Stored data entries
━━━━━━━━━━━━━━━━━━━━

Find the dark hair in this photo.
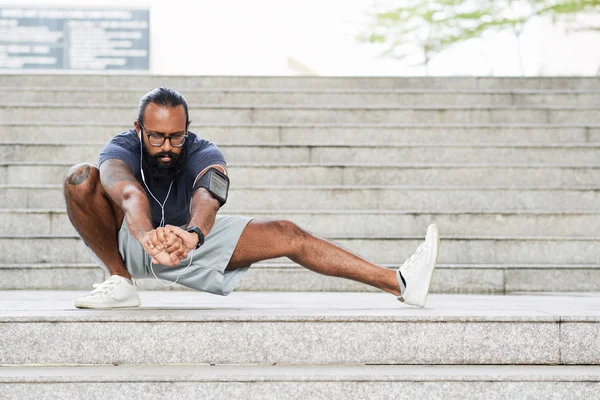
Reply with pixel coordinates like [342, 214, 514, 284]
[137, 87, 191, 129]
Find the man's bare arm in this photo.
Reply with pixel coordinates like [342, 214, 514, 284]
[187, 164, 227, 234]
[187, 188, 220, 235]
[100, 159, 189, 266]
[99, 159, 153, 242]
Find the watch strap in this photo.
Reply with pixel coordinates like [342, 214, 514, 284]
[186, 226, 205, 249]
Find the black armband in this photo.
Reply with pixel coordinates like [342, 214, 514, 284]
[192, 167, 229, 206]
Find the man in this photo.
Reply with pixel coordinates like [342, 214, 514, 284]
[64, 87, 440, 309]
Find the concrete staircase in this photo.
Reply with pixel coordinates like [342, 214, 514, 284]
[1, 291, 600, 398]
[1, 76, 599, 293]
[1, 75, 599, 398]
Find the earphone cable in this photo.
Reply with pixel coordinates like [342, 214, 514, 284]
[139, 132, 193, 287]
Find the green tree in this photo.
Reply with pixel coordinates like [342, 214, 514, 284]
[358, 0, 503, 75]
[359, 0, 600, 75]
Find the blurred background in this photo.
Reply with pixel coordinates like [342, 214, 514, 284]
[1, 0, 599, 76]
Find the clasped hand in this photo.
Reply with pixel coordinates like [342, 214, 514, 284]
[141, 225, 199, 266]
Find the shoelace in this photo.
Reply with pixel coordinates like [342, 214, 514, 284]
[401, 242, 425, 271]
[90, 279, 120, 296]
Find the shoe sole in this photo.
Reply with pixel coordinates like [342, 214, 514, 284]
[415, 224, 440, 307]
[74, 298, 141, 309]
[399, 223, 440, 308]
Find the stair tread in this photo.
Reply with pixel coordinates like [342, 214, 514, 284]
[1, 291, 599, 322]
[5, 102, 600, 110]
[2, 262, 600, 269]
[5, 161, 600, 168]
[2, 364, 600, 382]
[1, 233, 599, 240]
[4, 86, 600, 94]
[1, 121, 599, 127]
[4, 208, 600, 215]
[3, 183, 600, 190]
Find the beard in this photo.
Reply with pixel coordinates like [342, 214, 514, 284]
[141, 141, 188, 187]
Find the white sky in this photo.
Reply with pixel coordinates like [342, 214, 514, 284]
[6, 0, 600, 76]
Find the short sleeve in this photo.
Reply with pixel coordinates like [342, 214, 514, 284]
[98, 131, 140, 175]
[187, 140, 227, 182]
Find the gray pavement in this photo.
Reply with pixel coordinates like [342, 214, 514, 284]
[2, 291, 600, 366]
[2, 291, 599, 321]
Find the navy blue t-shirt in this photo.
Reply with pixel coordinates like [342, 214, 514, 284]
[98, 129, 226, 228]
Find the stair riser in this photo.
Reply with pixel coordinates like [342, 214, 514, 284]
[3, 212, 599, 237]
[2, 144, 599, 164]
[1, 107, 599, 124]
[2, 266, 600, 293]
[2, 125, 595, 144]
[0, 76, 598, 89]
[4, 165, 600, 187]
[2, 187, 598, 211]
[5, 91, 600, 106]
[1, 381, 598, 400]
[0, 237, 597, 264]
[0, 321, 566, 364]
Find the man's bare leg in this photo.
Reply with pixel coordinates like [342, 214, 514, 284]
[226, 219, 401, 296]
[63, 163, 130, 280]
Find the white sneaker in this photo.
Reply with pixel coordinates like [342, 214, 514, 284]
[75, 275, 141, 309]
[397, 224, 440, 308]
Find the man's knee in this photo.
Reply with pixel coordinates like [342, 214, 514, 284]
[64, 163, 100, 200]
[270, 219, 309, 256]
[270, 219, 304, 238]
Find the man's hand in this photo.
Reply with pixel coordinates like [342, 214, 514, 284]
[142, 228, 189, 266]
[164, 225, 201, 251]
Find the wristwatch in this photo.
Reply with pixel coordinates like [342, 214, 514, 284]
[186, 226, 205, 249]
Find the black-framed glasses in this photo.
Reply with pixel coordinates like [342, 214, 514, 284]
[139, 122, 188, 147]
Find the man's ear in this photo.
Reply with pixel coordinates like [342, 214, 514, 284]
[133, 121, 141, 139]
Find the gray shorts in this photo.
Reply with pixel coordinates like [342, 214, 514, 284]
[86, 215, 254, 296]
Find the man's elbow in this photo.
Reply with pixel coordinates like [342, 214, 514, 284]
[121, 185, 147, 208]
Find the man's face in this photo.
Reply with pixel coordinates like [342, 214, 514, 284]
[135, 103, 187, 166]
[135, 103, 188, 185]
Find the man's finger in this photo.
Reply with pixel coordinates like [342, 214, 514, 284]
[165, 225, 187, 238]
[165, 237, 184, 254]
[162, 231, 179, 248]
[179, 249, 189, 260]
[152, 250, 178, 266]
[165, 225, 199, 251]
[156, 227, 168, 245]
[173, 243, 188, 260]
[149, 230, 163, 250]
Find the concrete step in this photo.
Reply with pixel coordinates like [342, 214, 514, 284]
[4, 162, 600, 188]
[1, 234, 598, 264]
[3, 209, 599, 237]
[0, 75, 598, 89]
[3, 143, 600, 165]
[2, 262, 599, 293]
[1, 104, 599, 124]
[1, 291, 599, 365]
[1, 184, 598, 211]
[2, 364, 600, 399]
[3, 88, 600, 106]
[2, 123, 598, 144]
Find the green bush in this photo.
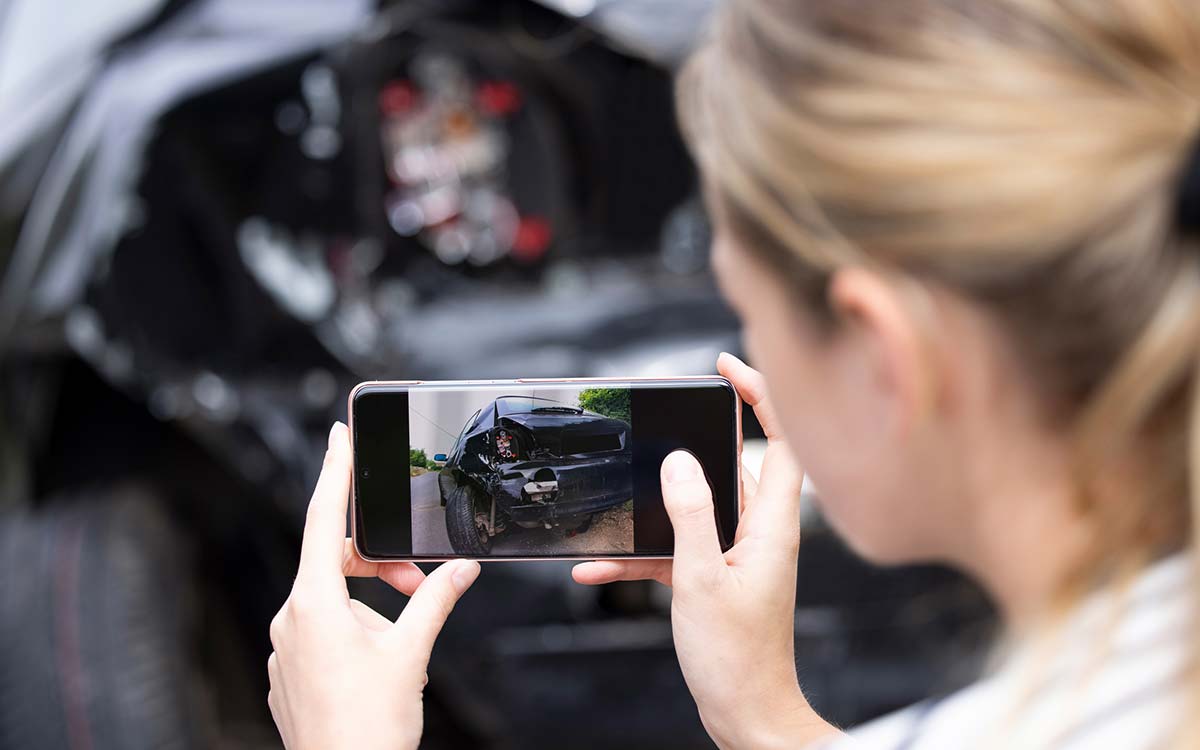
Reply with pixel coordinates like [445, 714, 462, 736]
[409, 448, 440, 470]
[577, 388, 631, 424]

━━━━━━━━━━━━━━━━━━━━

Directions for this task >> Each entry above is to be restated exactly, without its images.

Answer for the task >>
Find the dark hair in this photo.
Reply with pixel coordinates like [342, 214, 514, 284]
[137, 87, 191, 129]
Find the man's bare arm in this photo.
Reply with pixel coordinates like [342, 214, 514, 284]
[187, 164, 227, 234]
[187, 188, 220, 235]
[100, 159, 189, 266]
[99, 159, 153, 242]
Find the watch strap in this photo.
Reply with pixel coordinates like [342, 214, 514, 284]
[186, 226, 205, 249]
Find the black armband in this photo.
Reply with pixel coordinates like [342, 214, 514, 284]
[192, 167, 229, 206]
Find the man in this photo.
Reply with pixel coordinates like [342, 214, 514, 284]
[64, 87, 440, 309]
Find the concrete staircase in this photo.
Reply with pixel coordinates like [342, 214, 514, 284]
[1, 291, 600, 398]
[1, 76, 599, 293]
[1, 75, 599, 398]
Find the earphone cable in this photo.
Reply with pixel coordinates like [342, 214, 514, 284]
[139, 132, 193, 287]
Find the green tree in this photo.
Reply with pixel coordinates like [342, 214, 514, 284]
[358, 0, 503, 75]
[359, 0, 600, 75]
Find the blurred background in this photo.
Reply with pixel coordinates like [342, 214, 514, 284]
[1, 0, 599, 76]
Find the clasped hand in this photo.
Reply with pixel coordinates like [342, 214, 514, 284]
[141, 225, 199, 266]
Find the shoelace in this photo.
Reply with pixel coordinates like [342, 214, 514, 284]
[401, 242, 425, 271]
[90, 279, 120, 296]
Find the shoe sole in this photo.
Reply with pixel coordinates like [342, 214, 514, 284]
[415, 224, 440, 307]
[74, 298, 141, 309]
[399, 223, 440, 308]
Find the stair tread in this photo.
Reply with pixel coordinates like [342, 214, 514, 284]
[1, 291, 599, 322]
[5, 102, 600, 110]
[2, 262, 600, 269]
[5, 161, 600, 168]
[2, 364, 600, 382]
[1, 233, 599, 240]
[4, 86, 600, 94]
[1, 121, 599, 127]
[4, 208, 600, 215]
[3, 183, 600, 190]
Find the beard in this photo.
Reply with pixel coordinates like [342, 214, 514, 284]
[141, 141, 188, 187]
Find the white sky in this photo.
Reply with pixel coordinates like [342, 214, 514, 284]
[6, 0, 600, 76]
Find the short sleeve in this photo.
Reply with pixel coordinates like [342, 214, 514, 284]
[98, 131, 140, 175]
[187, 140, 227, 182]
Find the gray pavement in this photo.
Reply with pixel coordinates like [342, 214, 514, 284]
[2, 291, 600, 366]
[2, 291, 599, 321]
Find the navy blue t-shirt in this photo.
Reply with pixel coordinates like [342, 214, 514, 284]
[98, 129, 226, 228]
Find the stair riser in this photo.
Reply with pixel coordinates like [342, 214, 514, 284]
[3, 212, 599, 237]
[2, 144, 599, 164]
[1, 107, 599, 124]
[2, 266, 600, 293]
[2, 125, 595, 144]
[0, 76, 598, 89]
[4, 165, 600, 187]
[2, 187, 598, 211]
[5, 91, 600, 106]
[1, 381, 598, 400]
[0, 237, 597, 264]
[0, 321, 566, 364]
Find the man's bare leg in this photo.
Reply with pixel coordinates like [342, 214, 514, 284]
[226, 219, 401, 296]
[63, 163, 130, 280]
Find the white sneaker in this photo.
Reply with pixel coordinates like [342, 214, 514, 284]
[75, 275, 141, 309]
[397, 224, 440, 308]
Find the man's knee in this photo.
Reply with pixel coordinates like [342, 214, 514, 284]
[64, 163, 100, 200]
[270, 219, 309, 256]
[270, 219, 304, 238]
Find the man's hand in this photo.
Reply with pixel coordinates like [342, 214, 514, 284]
[142, 228, 189, 266]
[164, 225, 201, 251]
Find the wristwatch in this photo.
Reply with pixel coordinates like [342, 214, 514, 284]
[186, 226, 205, 249]
Find the black-framed glasses in this photo.
Reply with pixel coordinates like [342, 214, 514, 284]
[139, 122, 188, 147]
Find the man's ear in this photo.
Reply with pixel coordinates like [342, 214, 514, 284]
[133, 121, 141, 139]
Find the gray shorts in this photo.
Reply with pixel coordinates like [342, 214, 514, 284]
[86, 215, 254, 296]
Find the man's elbow in this photo.
Reply with pixel coordinates like [342, 214, 514, 284]
[121, 185, 147, 208]
Find the man's face in this photo.
Reply with pixel coordinates like [342, 214, 514, 284]
[135, 103, 187, 166]
[135, 103, 188, 185]
Find the man's finger in this photo.
Reply with pixel coordinates like [342, 214, 514, 284]
[165, 225, 187, 238]
[165, 237, 184, 254]
[162, 231, 179, 248]
[179, 249, 189, 260]
[152, 250, 178, 266]
[165, 225, 199, 251]
[156, 227, 168, 245]
[173, 243, 188, 260]
[149, 230, 163, 250]
Find the concrete step in this photo.
Reply with pixel coordinates like [342, 214, 514, 284]
[4, 162, 600, 188]
[1, 234, 598, 264]
[3, 209, 599, 237]
[0, 75, 598, 89]
[3, 143, 600, 165]
[2, 262, 599, 293]
[1, 104, 599, 124]
[1, 291, 599, 365]
[1, 184, 598, 211]
[2, 364, 600, 399]
[3, 88, 600, 106]
[2, 123, 598, 144]
Find the green bush in this photo.
Reply with pixel coordinates like [445, 714, 462, 736]
[409, 448, 440, 470]
[577, 388, 631, 424]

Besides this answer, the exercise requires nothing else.